## WORK TO COMPLETE:
Find the word "target" in the records and copy every line where it occurs.

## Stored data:
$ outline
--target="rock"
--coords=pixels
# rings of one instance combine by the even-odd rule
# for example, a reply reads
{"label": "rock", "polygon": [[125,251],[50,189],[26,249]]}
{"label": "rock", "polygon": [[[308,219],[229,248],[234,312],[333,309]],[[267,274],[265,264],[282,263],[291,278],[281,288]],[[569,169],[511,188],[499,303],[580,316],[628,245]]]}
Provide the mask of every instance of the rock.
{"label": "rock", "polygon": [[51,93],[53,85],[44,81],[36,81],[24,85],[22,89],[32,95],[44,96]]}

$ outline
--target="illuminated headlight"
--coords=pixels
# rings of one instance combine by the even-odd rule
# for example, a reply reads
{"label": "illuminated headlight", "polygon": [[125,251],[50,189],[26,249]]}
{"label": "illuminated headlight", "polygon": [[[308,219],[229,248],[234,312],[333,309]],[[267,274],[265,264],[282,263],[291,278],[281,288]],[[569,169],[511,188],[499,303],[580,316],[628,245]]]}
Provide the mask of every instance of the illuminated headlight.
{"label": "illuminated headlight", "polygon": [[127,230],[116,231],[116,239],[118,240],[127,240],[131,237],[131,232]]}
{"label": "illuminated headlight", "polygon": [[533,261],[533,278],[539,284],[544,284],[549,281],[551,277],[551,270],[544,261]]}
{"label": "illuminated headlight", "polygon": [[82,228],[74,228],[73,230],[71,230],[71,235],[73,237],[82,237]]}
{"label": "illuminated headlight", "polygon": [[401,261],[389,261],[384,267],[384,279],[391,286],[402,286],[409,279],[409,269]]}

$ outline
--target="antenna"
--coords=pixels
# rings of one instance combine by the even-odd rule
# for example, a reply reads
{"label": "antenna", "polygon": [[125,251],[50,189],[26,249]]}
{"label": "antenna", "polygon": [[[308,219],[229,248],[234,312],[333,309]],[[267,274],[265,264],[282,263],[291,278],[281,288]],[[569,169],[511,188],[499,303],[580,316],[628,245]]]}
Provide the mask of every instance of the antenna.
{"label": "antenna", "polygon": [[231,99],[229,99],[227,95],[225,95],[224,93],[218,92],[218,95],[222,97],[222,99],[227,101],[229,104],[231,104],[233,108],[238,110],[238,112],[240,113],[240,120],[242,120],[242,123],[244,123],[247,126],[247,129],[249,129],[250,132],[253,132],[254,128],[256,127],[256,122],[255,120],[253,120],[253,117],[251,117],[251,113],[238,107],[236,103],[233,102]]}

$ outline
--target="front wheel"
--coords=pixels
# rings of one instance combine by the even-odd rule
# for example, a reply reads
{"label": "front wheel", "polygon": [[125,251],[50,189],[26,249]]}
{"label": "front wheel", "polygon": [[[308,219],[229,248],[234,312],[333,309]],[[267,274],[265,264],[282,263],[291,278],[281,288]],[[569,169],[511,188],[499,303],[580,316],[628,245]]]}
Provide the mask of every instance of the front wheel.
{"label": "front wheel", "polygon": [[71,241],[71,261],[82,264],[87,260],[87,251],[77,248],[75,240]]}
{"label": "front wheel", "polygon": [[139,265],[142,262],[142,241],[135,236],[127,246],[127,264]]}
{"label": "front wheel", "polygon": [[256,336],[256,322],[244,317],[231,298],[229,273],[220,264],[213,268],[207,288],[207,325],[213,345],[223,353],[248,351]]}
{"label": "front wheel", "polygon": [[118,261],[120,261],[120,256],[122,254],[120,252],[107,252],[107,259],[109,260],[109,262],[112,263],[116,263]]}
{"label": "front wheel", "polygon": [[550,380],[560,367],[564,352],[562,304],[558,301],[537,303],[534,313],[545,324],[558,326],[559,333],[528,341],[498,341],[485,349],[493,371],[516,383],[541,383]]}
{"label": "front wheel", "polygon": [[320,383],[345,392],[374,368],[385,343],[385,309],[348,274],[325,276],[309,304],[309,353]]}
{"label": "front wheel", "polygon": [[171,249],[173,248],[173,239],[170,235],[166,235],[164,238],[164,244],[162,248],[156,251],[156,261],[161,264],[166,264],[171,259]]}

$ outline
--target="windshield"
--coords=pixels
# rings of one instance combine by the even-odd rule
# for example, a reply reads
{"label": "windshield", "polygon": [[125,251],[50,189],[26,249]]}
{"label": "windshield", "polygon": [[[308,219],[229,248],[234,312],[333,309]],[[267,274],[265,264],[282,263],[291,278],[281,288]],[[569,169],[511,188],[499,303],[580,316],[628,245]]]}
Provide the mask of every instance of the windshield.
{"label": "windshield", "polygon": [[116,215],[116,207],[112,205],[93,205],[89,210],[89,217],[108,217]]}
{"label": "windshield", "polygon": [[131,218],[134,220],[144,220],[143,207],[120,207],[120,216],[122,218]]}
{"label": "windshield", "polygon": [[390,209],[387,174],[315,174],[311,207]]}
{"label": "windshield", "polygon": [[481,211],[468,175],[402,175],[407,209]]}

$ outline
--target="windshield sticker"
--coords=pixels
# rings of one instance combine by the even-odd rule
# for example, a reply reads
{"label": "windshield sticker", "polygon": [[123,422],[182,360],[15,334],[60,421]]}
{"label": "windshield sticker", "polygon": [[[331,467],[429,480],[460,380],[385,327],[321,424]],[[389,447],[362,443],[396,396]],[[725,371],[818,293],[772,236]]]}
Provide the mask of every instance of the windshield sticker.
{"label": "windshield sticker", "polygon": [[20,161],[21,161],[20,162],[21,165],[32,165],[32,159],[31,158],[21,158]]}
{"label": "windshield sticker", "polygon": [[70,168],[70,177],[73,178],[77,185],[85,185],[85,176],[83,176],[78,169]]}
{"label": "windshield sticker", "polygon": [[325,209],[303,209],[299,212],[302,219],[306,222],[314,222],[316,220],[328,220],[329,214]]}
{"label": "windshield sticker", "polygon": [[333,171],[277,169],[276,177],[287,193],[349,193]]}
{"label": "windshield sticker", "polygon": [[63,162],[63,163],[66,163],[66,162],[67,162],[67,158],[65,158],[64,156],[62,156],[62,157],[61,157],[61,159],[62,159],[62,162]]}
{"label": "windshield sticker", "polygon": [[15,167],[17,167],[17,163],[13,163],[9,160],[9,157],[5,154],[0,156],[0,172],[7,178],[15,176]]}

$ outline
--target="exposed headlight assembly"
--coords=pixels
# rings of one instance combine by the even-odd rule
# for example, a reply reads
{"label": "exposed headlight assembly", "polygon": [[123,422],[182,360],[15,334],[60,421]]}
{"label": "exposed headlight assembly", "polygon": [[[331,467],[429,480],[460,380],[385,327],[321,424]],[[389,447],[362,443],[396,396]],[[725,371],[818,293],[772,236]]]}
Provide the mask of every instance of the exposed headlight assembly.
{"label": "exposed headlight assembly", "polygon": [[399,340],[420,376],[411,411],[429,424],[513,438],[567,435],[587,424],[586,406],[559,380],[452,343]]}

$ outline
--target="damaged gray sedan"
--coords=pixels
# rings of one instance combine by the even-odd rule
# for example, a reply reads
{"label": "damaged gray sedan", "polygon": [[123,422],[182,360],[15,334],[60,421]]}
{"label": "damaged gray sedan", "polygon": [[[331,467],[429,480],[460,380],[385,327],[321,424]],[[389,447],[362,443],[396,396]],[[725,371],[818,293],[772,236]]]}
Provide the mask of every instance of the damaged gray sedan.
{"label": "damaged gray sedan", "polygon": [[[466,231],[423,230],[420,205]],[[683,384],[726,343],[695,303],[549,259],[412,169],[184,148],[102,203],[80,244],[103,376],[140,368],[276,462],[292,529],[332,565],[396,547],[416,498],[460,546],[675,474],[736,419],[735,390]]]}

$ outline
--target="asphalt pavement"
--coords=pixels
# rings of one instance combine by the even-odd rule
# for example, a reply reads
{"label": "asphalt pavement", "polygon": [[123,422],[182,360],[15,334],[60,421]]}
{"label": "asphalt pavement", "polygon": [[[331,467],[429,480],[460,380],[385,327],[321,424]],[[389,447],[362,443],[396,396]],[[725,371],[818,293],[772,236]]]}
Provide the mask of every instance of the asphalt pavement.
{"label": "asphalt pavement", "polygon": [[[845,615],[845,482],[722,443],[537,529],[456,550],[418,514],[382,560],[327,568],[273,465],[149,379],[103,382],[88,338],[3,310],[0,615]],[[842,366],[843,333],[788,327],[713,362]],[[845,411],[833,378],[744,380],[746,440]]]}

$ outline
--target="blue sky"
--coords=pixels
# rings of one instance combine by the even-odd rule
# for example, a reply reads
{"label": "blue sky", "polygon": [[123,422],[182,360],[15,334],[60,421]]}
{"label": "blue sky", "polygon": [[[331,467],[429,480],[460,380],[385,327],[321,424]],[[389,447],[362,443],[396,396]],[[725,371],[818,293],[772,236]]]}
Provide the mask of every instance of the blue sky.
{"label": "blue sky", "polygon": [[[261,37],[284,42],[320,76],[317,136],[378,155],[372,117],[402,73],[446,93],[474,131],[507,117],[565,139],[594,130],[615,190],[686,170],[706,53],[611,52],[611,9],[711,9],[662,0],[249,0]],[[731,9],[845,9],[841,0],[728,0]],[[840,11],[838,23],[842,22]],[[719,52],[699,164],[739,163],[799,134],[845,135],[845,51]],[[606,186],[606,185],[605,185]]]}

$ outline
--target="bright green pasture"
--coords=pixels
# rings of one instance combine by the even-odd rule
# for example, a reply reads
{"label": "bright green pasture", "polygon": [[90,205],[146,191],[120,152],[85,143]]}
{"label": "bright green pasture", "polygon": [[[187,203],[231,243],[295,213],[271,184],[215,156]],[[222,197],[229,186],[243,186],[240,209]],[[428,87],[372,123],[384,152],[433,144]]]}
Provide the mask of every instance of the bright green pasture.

## WORKED SOLUTION:
--target="rock"
--target="illuminated headlight"
--target="antenna"
--target="front wheel"
--target="windshield"
--target="windshield sticker"
--target="exposed headlight assembly"
--target="damaged gray sedan"
--target="asphalt pavement"
--target="blue sky"
--target="bright green pasture"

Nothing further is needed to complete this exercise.